*DATASET ROWS*
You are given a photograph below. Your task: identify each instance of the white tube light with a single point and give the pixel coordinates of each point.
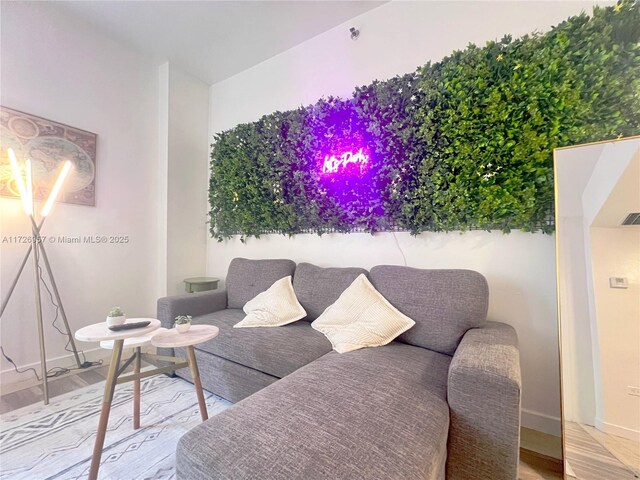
(56, 189)
(29, 207)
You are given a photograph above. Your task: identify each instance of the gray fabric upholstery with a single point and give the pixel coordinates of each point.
(484, 398)
(247, 278)
(227, 379)
(194, 304)
(317, 288)
(276, 351)
(370, 414)
(443, 303)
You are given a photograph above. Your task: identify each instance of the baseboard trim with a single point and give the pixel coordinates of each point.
(541, 422)
(11, 381)
(617, 430)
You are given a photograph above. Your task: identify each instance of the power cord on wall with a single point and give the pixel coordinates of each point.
(400, 248)
(56, 371)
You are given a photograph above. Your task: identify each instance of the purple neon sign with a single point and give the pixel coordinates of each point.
(333, 164)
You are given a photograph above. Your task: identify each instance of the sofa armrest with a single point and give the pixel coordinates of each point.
(193, 304)
(484, 400)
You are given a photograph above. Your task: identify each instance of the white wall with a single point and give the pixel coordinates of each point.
(61, 69)
(395, 39)
(616, 253)
(184, 156)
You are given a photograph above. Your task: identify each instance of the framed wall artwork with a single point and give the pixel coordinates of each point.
(48, 144)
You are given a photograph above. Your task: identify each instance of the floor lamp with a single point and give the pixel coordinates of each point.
(37, 249)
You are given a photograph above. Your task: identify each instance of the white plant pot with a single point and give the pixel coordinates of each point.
(183, 327)
(111, 321)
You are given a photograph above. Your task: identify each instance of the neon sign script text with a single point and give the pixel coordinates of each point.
(333, 165)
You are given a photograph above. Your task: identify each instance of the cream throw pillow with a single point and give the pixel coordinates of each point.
(361, 317)
(276, 306)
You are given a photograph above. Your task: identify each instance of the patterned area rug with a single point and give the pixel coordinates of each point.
(56, 441)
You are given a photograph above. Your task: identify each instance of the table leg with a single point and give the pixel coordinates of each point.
(136, 390)
(193, 365)
(109, 388)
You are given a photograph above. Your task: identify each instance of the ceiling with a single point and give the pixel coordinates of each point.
(214, 40)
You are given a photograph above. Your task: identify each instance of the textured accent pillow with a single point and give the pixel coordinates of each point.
(361, 317)
(274, 307)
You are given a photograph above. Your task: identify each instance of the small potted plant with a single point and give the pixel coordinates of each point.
(183, 323)
(116, 317)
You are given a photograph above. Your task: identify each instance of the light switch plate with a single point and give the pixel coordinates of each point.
(618, 282)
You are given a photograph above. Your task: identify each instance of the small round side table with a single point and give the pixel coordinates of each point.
(137, 337)
(200, 284)
(195, 335)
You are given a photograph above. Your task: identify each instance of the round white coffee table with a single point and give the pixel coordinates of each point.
(138, 337)
(136, 343)
(195, 335)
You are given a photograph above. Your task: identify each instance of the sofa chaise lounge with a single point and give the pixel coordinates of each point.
(441, 401)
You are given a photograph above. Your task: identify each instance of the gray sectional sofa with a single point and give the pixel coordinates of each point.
(441, 401)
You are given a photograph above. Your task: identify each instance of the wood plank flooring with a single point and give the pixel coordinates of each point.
(532, 466)
(590, 460)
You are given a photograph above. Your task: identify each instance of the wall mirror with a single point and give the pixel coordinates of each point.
(598, 261)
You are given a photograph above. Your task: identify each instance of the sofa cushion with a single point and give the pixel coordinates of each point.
(443, 303)
(275, 351)
(247, 278)
(275, 307)
(372, 413)
(317, 287)
(361, 318)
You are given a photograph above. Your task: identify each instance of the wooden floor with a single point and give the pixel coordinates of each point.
(532, 466)
(593, 455)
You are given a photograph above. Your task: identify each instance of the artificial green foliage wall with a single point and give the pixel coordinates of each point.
(463, 143)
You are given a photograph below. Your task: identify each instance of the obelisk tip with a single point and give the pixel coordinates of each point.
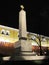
(22, 7)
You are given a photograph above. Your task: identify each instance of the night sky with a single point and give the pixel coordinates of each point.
(37, 14)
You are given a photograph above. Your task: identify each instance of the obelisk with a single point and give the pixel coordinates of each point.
(25, 45)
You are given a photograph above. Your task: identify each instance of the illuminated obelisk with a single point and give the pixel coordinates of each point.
(25, 46)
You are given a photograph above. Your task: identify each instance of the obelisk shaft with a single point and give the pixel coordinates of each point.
(25, 46)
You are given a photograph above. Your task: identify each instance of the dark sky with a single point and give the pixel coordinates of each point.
(37, 14)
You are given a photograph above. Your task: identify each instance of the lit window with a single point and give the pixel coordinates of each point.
(2, 31)
(7, 32)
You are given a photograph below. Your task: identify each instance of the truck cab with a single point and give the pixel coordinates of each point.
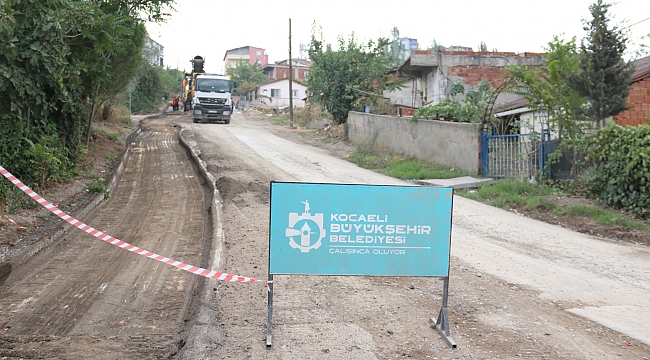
(212, 99)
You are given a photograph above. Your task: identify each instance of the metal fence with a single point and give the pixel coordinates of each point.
(521, 156)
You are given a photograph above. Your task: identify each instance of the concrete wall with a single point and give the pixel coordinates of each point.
(451, 144)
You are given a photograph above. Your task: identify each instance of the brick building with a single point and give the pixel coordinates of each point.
(639, 98)
(249, 54)
(431, 72)
(280, 69)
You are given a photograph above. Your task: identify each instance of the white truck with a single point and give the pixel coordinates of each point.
(212, 100)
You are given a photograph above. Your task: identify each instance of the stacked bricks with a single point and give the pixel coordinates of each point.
(639, 103)
(473, 75)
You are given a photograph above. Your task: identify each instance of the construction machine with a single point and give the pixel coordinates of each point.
(207, 95)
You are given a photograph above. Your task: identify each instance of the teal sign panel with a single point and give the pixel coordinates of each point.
(335, 229)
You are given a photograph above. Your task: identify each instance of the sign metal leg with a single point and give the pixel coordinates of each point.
(269, 320)
(442, 323)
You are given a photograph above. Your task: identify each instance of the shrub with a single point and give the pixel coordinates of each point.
(621, 175)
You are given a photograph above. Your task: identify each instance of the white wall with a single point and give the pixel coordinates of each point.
(283, 100)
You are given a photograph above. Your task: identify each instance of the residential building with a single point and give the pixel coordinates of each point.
(153, 51)
(430, 73)
(639, 98)
(280, 69)
(276, 93)
(250, 54)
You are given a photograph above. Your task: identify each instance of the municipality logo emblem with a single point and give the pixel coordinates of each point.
(305, 230)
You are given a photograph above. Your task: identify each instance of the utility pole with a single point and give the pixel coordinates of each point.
(290, 80)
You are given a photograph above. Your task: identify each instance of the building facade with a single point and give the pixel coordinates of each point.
(280, 69)
(250, 54)
(153, 52)
(276, 93)
(430, 73)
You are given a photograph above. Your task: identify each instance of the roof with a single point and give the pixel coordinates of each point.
(642, 69)
(276, 81)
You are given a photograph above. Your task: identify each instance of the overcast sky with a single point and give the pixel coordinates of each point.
(210, 27)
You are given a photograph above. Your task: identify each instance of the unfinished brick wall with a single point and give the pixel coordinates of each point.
(639, 101)
(472, 75)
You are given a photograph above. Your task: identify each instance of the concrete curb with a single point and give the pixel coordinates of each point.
(186, 138)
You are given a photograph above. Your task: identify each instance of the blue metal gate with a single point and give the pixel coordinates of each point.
(522, 156)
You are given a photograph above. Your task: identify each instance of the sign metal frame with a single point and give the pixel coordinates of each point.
(441, 322)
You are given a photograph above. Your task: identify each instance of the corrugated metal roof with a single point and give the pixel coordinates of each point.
(642, 69)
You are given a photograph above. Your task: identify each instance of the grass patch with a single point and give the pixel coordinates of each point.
(403, 168)
(605, 217)
(280, 119)
(510, 193)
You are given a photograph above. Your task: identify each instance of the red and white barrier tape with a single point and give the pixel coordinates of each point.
(15, 223)
(121, 244)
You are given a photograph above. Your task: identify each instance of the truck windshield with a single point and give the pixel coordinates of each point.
(213, 85)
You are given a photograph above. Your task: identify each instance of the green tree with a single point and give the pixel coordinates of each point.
(604, 77)
(355, 73)
(247, 77)
(547, 91)
(56, 59)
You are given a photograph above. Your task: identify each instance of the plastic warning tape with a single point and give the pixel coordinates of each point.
(15, 223)
(121, 244)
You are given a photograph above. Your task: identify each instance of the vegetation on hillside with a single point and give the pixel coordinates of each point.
(58, 60)
(352, 76)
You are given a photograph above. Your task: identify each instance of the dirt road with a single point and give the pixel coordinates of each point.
(519, 287)
(83, 298)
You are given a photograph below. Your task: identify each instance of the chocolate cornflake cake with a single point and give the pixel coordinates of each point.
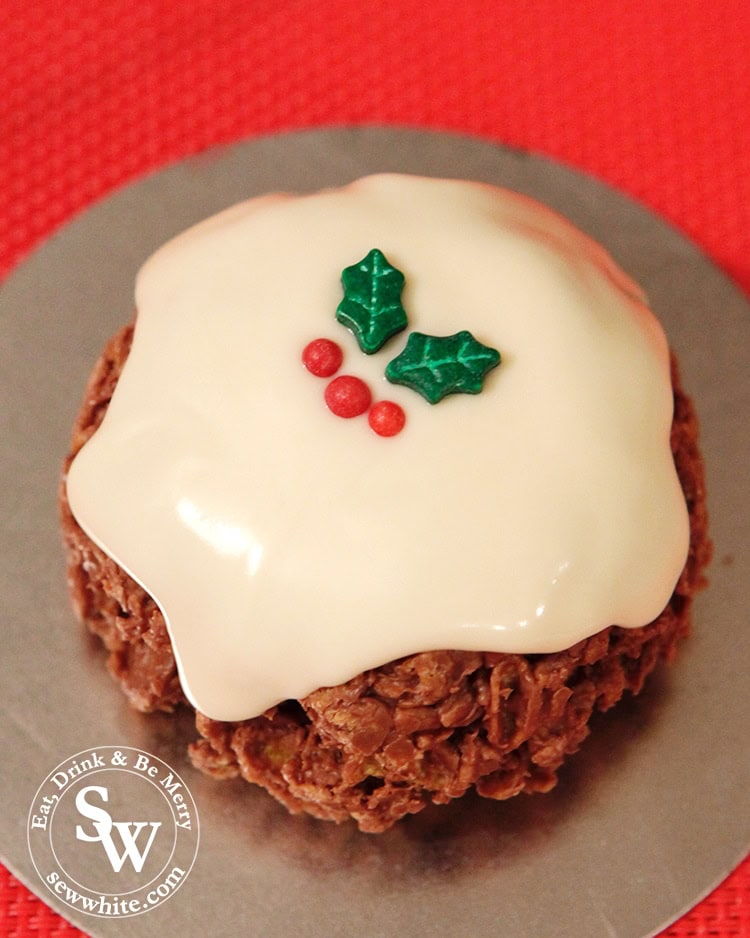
(394, 733)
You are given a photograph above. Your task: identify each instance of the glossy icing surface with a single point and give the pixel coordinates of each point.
(290, 549)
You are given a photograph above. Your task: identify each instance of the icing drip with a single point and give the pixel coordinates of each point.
(290, 549)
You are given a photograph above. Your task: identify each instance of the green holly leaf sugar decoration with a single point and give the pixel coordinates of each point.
(439, 365)
(371, 307)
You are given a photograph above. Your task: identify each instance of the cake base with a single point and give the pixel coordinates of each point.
(424, 729)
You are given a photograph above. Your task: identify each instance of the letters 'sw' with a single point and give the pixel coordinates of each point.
(129, 832)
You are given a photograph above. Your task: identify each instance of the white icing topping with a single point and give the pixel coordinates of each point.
(290, 549)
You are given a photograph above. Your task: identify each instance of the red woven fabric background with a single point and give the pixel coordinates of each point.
(652, 97)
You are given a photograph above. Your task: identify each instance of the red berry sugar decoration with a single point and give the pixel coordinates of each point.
(322, 357)
(386, 418)
(347, 396)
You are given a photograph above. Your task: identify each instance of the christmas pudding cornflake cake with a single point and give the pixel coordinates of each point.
(392, 484)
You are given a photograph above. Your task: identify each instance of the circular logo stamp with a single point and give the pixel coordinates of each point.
(113, 831)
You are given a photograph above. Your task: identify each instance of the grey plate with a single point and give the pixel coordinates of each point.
(647, 818)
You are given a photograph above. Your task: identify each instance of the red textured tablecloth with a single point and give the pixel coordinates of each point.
(651, 95)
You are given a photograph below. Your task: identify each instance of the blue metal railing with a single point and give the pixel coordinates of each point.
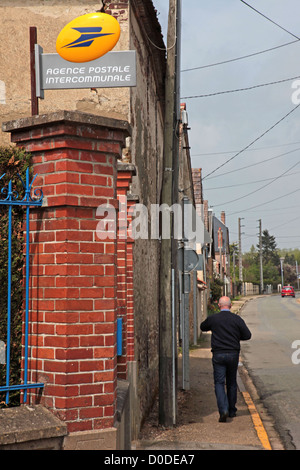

*WHAT YOU HAVE TO DO*
Find every line in the entries above that contains the string "gray", matching case exactly, and copy each of those lines in full.

*EXPECTED ANSWER*
You are given a photograph above. Your task: identify each instance of the gray fabric upholstery with a single point and give the pixel coordinates of each point.
You are given a photograph above. Your task: identify each instance of the gray sectional sofa with a single point and give the pixel coordinates of each point.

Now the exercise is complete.